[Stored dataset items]
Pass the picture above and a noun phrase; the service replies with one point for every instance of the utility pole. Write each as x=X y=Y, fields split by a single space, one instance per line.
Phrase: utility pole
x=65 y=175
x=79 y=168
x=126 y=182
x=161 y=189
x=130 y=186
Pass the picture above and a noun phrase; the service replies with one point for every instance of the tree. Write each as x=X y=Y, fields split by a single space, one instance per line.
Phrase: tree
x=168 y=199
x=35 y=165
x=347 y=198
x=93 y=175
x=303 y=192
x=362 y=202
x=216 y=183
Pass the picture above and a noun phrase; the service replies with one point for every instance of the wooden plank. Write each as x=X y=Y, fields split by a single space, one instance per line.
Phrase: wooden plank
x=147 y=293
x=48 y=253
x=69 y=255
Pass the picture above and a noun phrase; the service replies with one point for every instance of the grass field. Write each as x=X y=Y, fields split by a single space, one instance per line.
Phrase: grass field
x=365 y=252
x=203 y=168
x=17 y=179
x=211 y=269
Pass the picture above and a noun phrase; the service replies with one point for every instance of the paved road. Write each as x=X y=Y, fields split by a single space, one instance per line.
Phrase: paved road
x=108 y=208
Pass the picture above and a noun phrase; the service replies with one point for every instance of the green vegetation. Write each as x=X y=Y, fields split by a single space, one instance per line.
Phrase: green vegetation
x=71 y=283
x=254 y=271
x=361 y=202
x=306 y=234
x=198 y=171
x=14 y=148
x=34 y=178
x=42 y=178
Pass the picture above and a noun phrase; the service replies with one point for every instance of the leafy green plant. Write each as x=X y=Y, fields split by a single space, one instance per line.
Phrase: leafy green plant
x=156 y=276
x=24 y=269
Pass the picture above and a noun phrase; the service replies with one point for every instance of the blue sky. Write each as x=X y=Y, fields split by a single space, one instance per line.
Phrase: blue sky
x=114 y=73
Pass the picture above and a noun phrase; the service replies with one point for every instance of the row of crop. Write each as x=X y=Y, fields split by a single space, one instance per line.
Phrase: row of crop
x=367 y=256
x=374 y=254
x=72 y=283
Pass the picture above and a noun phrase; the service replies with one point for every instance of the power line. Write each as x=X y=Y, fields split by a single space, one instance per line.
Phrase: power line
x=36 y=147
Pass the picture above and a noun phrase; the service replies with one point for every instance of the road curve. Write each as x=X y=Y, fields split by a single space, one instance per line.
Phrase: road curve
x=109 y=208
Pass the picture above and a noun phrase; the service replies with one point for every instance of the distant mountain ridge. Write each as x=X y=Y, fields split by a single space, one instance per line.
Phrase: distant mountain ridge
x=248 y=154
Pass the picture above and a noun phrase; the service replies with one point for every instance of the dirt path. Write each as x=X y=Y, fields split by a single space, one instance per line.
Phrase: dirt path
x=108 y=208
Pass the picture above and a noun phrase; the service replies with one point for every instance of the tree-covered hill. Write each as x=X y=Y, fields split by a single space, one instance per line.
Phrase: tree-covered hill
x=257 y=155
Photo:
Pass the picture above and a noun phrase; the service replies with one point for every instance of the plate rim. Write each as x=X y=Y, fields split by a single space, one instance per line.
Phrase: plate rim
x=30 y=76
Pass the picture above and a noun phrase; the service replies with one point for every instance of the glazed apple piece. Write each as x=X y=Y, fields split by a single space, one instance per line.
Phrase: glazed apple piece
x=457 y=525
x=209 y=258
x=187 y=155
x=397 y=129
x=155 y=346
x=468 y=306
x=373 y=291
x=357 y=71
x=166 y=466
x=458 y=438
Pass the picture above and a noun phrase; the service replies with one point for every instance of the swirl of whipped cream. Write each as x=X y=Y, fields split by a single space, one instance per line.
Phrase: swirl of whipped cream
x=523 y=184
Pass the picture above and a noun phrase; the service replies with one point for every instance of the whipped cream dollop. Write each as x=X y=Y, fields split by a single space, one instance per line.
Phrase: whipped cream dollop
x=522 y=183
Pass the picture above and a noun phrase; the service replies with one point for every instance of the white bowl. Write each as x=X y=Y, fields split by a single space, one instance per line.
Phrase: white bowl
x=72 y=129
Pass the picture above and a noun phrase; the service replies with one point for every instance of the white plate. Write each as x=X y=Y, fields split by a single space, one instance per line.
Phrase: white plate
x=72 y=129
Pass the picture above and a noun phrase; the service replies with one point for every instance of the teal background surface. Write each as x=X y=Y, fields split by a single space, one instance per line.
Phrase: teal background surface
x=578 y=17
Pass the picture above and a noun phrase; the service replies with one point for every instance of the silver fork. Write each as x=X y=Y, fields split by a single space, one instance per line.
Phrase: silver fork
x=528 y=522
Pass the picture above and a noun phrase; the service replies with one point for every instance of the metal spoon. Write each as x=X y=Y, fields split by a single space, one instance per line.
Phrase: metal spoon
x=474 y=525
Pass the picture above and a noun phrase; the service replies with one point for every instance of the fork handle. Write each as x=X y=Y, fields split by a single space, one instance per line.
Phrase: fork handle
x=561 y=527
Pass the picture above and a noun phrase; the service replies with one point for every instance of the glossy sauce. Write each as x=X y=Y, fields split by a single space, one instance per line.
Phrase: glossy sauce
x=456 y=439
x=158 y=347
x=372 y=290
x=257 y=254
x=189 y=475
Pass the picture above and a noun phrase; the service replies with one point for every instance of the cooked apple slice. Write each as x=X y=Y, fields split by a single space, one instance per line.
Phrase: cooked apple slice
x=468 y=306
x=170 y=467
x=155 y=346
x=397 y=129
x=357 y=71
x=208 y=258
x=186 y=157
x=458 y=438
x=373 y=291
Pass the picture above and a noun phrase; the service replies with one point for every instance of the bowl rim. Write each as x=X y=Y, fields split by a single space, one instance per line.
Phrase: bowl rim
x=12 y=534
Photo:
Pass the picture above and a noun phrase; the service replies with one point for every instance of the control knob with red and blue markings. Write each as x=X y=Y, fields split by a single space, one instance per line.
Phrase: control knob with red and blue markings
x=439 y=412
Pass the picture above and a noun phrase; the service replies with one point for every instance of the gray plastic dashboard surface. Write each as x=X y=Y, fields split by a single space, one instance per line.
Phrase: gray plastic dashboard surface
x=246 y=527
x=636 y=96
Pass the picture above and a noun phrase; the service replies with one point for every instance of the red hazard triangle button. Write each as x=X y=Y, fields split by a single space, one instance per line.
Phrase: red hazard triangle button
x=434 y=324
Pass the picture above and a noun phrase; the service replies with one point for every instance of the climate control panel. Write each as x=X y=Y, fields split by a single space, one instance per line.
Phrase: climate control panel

→ Problem requirements:
Transcribe the data. Leave every line exactly as it is.

→ Exercise output:
Pass the picture above and a noun phrase; the service replies with one point for every instance of the utility pole. Write each as x=X y=Y, fields split by a single space, one instance per line.
Phrase: utility pole
x=65 y=175
x=79 y=168
x=126 y=182
x=161 y=189
x=130 y=186
Pass the picture above and a noun phrase; the service replies with one point for every instance of the tree. Write each as x=X y=Y, fields split by a single space, one instance per line.
Phrase: tree
x=168 y=199
x=35 y=165
x=347 y=198
x=93 y=175
x=303 y=192
x=362 y=202
x=216 y=183
Pass the picture above and a noun phrase; the service replies with one point for every instance of the wooden plank. Write each as x=X y=Y, fields split by a single space, one instance per line.
Phrase: wooden plank
x=147 y=293
x=48 y=253
x=69 y=255
Pass the picture above and a noun phrase; the service replies with one point for every instance of the grass field. Write each as x=X y=Y, fields split by a single space, one instance per line.
Phrase: grass field
x=365 y=252
x=203 y=168
x=17 y=179
x=211 y=269
Pass the picture above and a noun phrase; the service replies with one point for every instance of the paved road. Write each as x=X y=Y, fields split by a single space, one instance per line.
Phrase: paved road
x=108 y=208
Pass the picture above and a noun phrase; the service replies with one point for every instance of the green vegetation. Write each as x=X y=Y, fields split by a single space, one instance per line.
Phrase: green vegetation
x=71 y=283
x=254 y=271
x=361 y=202
x=306 y=234
x=198 y=171
x=14 y=148
x=34 y=178
x=42 y=178
Pass the picture above and a noun phrase; the service replies with one point for every instance of the leafy green plant. Write each as x=X y=Y, fields split by a single space, one instance per line.
Phrase: leafy green plant
x=156 y=276
x=24 y=269
Pass the picture above and a noun phrase; the service replies with one point for every instance of the blue sky. Write each as x=X y=Y, fields split by a single space, one instance per line.
Phrase: blue sky
x=114 y=73
Pass the picture above and a noun phrase; the service replies with one point for every instance of the row of crop. Write each as x=X y=Y, fields split by a single space, one instance per line.
Phrase: row of crop
x=367 y=256
x=374 y=254
x=72 y=283
Pass the picture above and a noun phrase; the service replies with one point for every instance of the power line. Write each as x=X y=Y, fields split by a single space, one instance per line.
Phrase: power line
x=36 y=147
Pass the picture above and a noun phrase; the service replies with one point for every instance of the road curve. Write each as x=X y=Y, fields split by a single space, one instance per line.
Phrase: road curve
x=109 y=208
Pass the picture above and a noun phrase; the service replies with one point for every instance of the distant mountain ridge. Write each as x=X y=Y, fields split by a single space, one instance per line.
Phrase: distant mountain ridge
x=248 y=154
Pass the picture above and a noun phrase; the service replies with one point for every instance of the dirt path. Write each as x=X y=Y, fields split by a single space, one instance per line.
Phrase: dirt path
x=108 y=208
Pass the picture above and a noun phrase; the service replies with one point for every instance of the tree-covered hill. Write each as x=X y=Y, fields split by a single space, one instance per line.
Phrase: tree-covered hill
x=257 y=155
Photo:
Pass the picture above and a noun phrase; the service replies with one point for every instance of the plate rim. Write each as x=X y=Y, fields split by a single space, one instance per line.
Phrase: plate rim
x=30 y=76
Pass the picture above and a noun phrase; the service replies with one point for every instance of the glazed apple piece. Write each as x=X y=Y, fields split by a single space, one instance per line.
Phrase: glazed apple piece
x=457 y=525
x=209 y=258
x=187 y=155
x=397 y=129
x=155 y=346
x=468 y=306
x=373 y=291
x=357 y=71
x=166 y=466
x=458 y=438
Pass the picture above and a noun phrase; the service replies with one point for every instance of the swirl of whipped cream. Write each as x=X y=Y, fields split by a single space, one instance per line.
Phrase: swirl of whipped cream
x=523 y=184
Pass the picture above and a noun phrase; the service replies with one point for every instance of the whipped cream dollop. Write each as x=X y=Y, fields split by a single space, one instance per line.
Phrase: whipped cream dollop
x=522 y=183
Pass the picture above and a noun phrase; the service replies with one point for every instance of the white bowl. Write each as x=X y=Y, fields split by a single space, one instance per line.
Phrase: white bowl
x=72 y=129
Pass the picture above and a noun phrase; the service replies with one point for every instance of the white plate. Write each as x=X y=Y, fields split by a single space, one instance per line.
Phrase: white plate
x=72 y=129
Pass the picture above and a noun phrase; the service replies with one point for every instance of the teal background surface. Write each as x=X y=Y, fields split by a single space, one instance per line.
Phrase: teal background surface
x=578 y=17
Pass the picture above and a noun phrase; the service replies with one point for every instance of the silver fork. Write each as x=X y=Y, fields split by a single space, one instance per line.
Phrase: silver fork
x=528 y=522
Pass the picture above and a noun phrase; the service replies with one point for every instance of the metal spoon. Write each as x=X y=Y, fields split by a single space, one instance per line.
Phrase: metal spoon
x=474 y=525
Pass the picture above and a noun phrase; the service replies with one point for every instance of the fork handle. Write each as x=X y=Y, fields split by a single space, one instance per line.
Phrase: fork handle
x=561 y=527
Pass the picture above and a noun phrase; the service replies with one point for every instance of the glossy sauce. Write each as x=X y=Y, fields split by a single space, one instance per line.
Phrase: glossy sauce
x=456 y=439
x=158 y=347
x=372 y=290
x=257 y=254
x=189 y=475
Pass the picture above and a noun phrase; the service replies with one point for every instance of the cooked apple slice. Write each as x=X y=Y, fields split by a single space, one instance per line.
Phrase: cooked apple slice
x=468 y=306
x=170 y=467
x=155 y=346
x=397 y=129
x=357 y=71
x=208 y=258
x=186 y=157
x=458 y=438
x=373 y=291
Pass the picture above and a noun phrase; the service replies with one point for every instance of the bowl rim. Write each as x=X y=Y, fields split by a single space, one instance per line.
Phrase: bowl rim
x=12 y=534
Photo:
Pass the picture above and a noun phrase; the service replies with one point for every instance of the control knob with red and blue markings. Write each as x=X y=Y, fields split by a single space, one instance per line.
Phrase: control knob with red and blue markings
x=439 y=412
Pass the picture above and a noun phrase; the service replies with one point for every instance of the gray plastic dashboard surface. Write each as x=X y=Y, fields split by a single space, one instance per line.
Phrase: gray plastic dashboard surface
x=246 y=527
x=636 y=96
Pass the picture above and a noun phrase; the service replies with one point for every instance of the red hazard triangle button. Write each as x=X y=Y, fields split by a single space, one instance per line.
Phrase: red hazard triangle button
x=434 y=324
Pass the picture above and a noun phrase; the service replies with one point for every instance of the climate control panel. Write each as x=X y=Y, fields split by a single space, one instance per line.
Phrase: climate control panel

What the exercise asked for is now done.